* _PROMPT_: Report back each line of the records that contains the string "target".

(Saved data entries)

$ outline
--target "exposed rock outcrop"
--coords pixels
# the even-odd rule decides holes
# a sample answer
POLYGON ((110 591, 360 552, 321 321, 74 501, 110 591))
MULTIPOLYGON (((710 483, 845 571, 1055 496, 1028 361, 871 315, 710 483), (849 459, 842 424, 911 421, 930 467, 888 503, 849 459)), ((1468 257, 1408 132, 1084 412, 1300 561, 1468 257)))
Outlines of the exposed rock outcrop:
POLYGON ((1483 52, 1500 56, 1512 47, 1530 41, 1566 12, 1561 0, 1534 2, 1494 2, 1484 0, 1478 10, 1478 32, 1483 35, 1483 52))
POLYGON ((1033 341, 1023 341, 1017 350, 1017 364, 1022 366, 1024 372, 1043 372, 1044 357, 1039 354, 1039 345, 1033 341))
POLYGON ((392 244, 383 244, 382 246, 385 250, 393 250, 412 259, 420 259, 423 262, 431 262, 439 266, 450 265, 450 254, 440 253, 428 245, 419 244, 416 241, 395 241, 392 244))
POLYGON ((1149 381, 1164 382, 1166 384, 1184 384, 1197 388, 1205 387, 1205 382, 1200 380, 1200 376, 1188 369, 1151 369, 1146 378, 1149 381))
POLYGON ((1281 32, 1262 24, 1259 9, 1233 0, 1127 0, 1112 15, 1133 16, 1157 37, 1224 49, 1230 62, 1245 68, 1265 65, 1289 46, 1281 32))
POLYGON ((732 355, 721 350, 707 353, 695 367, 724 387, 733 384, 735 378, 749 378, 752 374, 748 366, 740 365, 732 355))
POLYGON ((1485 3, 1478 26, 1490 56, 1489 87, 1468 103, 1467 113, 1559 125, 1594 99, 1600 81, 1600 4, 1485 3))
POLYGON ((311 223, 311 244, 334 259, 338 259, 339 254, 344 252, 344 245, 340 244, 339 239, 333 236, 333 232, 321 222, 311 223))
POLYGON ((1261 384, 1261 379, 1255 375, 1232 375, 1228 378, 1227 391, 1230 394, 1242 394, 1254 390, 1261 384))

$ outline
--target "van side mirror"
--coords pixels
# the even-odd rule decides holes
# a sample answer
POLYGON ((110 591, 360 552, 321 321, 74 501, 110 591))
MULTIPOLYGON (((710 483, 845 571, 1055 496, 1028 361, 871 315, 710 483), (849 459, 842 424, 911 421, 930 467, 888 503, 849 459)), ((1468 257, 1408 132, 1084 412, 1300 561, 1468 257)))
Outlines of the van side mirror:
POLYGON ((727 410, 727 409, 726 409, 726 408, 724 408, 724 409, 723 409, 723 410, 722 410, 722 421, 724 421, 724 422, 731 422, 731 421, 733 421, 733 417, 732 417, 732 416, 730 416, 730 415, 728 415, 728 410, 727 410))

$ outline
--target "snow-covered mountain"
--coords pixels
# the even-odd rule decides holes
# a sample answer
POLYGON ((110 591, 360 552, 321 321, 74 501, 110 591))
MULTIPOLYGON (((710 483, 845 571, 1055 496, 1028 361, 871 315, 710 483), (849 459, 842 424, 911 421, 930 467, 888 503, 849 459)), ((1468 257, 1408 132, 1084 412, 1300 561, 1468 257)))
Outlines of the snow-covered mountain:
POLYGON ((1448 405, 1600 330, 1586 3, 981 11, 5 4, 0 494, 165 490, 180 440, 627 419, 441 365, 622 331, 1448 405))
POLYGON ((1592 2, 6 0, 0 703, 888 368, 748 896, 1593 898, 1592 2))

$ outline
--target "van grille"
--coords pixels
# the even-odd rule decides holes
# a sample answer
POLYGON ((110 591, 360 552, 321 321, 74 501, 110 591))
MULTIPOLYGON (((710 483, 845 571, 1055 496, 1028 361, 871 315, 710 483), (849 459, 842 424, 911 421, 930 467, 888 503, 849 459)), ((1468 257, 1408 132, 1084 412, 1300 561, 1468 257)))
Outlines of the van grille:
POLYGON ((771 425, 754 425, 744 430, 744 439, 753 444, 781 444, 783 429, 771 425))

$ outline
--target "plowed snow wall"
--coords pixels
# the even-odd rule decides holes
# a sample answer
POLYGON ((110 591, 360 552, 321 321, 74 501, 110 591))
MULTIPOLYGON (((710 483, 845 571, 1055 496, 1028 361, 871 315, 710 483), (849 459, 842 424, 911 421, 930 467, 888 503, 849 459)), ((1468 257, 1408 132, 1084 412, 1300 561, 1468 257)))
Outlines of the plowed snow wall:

* _TASK RESPONSE_:
--target "exposed rock outcrop"
--target "van side mirror"
--target "snow-covered mountain"
--target "van grille"
--target "plowed snow wall"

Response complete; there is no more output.